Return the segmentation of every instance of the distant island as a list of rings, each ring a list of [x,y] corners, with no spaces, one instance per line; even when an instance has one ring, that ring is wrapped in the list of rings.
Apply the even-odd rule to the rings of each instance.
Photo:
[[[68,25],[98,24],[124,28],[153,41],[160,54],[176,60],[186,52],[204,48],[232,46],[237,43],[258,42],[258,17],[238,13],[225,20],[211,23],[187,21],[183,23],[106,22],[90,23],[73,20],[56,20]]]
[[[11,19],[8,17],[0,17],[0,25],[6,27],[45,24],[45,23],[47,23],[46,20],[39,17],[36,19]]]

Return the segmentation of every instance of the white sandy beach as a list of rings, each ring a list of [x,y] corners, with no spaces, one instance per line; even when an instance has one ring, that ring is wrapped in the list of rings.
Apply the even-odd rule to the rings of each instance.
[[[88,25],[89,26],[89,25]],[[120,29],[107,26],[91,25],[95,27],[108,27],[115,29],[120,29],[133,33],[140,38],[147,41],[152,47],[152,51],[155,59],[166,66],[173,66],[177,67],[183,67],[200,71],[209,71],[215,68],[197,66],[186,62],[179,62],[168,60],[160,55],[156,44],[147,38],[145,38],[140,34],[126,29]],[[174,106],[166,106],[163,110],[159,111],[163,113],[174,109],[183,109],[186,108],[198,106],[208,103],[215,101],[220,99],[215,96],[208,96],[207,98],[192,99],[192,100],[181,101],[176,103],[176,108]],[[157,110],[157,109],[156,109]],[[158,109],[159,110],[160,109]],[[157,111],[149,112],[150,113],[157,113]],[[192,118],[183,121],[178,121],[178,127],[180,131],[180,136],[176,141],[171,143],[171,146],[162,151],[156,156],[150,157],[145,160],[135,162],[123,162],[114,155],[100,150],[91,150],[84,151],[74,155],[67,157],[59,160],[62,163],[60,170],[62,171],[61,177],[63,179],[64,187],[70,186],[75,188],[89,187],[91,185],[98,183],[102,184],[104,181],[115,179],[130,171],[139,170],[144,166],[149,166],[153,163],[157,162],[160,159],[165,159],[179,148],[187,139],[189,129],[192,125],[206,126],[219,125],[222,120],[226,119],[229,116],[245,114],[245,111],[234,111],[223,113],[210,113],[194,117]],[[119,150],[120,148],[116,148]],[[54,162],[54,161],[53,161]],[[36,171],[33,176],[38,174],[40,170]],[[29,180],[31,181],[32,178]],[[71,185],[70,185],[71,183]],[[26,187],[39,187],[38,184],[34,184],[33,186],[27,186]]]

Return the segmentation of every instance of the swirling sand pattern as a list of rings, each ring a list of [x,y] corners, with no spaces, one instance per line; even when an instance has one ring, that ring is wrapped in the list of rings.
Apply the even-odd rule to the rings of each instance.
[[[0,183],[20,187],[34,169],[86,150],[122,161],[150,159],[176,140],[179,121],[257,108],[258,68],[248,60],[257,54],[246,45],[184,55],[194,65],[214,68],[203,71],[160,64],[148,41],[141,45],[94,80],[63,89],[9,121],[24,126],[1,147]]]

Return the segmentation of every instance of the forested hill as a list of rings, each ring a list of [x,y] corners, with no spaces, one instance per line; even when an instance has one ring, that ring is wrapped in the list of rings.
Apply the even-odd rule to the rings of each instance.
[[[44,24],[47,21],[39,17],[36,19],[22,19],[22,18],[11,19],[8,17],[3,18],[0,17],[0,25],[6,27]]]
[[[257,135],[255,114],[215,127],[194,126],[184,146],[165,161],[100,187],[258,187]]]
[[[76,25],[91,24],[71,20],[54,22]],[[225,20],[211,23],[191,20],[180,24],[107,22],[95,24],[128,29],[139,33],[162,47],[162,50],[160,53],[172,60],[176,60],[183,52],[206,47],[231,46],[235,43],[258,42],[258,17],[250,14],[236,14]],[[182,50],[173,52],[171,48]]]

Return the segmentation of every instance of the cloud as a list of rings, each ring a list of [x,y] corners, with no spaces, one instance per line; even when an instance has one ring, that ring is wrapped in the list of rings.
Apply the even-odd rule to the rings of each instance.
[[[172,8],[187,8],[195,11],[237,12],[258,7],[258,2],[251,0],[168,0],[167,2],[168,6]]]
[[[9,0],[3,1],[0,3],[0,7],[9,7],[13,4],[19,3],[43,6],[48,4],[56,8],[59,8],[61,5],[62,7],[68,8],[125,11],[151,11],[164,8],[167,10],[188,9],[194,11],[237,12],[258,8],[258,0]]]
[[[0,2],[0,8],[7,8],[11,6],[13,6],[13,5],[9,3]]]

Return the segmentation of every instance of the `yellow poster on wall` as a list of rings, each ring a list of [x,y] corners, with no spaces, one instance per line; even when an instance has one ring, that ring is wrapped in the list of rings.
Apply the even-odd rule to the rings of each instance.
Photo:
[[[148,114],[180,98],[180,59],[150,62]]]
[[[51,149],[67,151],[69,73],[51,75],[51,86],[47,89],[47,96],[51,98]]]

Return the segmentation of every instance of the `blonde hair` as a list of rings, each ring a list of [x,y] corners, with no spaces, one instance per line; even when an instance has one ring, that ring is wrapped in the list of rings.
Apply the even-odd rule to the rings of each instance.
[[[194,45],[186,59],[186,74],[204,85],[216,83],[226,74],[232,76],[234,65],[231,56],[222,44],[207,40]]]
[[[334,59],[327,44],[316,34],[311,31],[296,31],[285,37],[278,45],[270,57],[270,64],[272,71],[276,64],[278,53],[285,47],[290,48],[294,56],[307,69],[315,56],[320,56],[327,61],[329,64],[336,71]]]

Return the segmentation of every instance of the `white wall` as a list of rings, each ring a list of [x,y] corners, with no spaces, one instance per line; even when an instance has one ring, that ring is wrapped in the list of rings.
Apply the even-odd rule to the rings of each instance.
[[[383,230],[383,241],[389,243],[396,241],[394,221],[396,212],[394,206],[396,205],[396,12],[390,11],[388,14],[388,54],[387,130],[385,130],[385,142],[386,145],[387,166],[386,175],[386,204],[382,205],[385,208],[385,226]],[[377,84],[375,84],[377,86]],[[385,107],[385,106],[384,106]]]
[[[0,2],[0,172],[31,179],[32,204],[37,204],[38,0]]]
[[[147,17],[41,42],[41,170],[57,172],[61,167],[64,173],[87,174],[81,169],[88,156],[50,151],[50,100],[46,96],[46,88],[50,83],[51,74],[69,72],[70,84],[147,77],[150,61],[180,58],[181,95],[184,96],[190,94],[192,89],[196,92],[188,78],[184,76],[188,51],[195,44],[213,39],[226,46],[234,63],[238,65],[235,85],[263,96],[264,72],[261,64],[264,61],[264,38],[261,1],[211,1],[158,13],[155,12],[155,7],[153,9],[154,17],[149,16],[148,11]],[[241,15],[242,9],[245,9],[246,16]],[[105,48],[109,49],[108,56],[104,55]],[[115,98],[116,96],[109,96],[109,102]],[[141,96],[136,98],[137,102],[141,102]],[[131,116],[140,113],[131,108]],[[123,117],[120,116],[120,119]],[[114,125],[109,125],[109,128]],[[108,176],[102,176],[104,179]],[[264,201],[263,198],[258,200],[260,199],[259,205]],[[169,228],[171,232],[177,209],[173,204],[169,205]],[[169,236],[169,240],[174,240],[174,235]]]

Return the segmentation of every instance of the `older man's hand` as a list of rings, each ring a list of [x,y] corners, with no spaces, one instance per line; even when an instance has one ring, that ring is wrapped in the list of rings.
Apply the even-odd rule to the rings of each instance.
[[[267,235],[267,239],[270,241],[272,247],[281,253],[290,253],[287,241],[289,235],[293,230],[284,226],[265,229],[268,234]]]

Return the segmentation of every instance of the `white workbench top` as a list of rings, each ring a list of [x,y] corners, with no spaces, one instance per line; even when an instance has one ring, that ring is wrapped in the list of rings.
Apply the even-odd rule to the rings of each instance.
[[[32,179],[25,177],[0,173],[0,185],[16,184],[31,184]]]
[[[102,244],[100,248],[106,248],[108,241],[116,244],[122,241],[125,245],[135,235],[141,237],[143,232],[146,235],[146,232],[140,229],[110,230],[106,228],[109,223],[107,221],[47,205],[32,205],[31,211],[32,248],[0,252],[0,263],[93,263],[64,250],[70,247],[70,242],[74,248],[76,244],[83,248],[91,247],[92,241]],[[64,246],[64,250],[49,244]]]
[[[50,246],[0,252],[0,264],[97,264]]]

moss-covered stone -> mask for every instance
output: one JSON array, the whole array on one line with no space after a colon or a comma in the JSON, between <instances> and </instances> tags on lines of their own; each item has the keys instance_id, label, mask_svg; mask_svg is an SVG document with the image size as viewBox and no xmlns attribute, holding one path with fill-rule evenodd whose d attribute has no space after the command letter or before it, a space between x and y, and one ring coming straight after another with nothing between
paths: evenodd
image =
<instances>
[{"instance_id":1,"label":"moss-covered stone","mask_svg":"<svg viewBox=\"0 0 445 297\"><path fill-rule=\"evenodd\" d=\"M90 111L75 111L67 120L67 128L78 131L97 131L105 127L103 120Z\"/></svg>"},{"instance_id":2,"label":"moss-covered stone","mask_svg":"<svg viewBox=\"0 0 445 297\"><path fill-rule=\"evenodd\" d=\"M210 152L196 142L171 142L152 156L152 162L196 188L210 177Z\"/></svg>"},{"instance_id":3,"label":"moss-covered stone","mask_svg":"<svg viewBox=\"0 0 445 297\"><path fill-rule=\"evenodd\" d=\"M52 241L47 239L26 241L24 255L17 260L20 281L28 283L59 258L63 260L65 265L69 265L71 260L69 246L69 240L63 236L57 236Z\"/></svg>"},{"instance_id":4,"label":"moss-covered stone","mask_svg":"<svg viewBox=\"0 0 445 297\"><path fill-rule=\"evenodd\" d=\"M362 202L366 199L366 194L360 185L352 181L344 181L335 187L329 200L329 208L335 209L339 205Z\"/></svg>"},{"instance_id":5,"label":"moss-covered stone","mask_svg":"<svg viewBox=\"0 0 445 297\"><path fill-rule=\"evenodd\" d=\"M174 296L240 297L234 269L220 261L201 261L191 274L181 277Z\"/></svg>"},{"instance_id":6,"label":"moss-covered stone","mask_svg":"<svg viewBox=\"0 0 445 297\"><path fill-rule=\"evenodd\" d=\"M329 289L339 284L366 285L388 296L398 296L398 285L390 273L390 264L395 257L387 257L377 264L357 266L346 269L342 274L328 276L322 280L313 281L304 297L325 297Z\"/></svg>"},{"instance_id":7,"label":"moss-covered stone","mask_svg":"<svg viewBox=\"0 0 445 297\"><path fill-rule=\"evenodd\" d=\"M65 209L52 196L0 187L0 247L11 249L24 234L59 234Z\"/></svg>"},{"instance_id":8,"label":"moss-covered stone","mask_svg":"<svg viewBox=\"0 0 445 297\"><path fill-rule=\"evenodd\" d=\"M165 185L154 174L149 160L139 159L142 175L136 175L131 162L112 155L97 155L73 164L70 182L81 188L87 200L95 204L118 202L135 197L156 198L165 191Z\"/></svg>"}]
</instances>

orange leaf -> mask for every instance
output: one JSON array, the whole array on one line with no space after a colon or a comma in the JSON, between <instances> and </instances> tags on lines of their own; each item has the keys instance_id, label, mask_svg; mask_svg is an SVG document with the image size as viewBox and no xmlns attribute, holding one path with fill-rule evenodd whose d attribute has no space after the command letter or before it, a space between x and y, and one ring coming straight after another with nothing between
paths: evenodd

* * * * *

Objective
Transcribe, word for word, every line from the one containing "orange leaf -> mask for every instance" through the final line of the entries, and nothing else.

The solution
orange leaf -> mask for every instance
output: one JSON array, the whole array on one line with no space after a colon or a comma in the JSON, between <instances> and </instances> tags on lines of their own; each item has the keys instance_id, label, mask_svg; mask_svg is an SVG document with the image size as viewBox and no xmlns attribute, holding one path with fill-rule evenodd whose d attribute has no space after the command letter or before it, a space between x and y, and one ring coming straight after another with nothing between
paths: evenodd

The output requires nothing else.